Source data:
## START

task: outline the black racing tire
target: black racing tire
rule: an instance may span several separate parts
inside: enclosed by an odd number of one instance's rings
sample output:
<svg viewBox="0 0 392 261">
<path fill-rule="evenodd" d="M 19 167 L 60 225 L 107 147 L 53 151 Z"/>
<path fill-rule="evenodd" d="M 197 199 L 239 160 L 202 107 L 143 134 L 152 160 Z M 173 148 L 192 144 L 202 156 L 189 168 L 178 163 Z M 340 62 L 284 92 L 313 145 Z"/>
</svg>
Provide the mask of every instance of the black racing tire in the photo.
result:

## END

_Task objective_. Copy out every line of the source data above verbatim, character for character.

_Exercise output_.
task: outline the black racing tire
target: black racing tire
rule: an instance may span several separate parts
inside: enclosed by an odd number of one instance's rings
sample output:
<svg viewBox="0 0 392 261">
<path fill-rule="evenodd" d="M 19 167 L 60 225 L 107 147 L 53 151 Z"/>
<path fill-rule="evenodd" d="M 197 199 L 239 160 L 202 107 L 143 134 L 152 160 Z M 173 148 L 192 144 L 202 156 L 189 168 L 178 163 Z M 340 62 L 284 92 L 313 145 Z"/>
</svg>
Provide the mask of every instance of the black racing tire in the photo.
result:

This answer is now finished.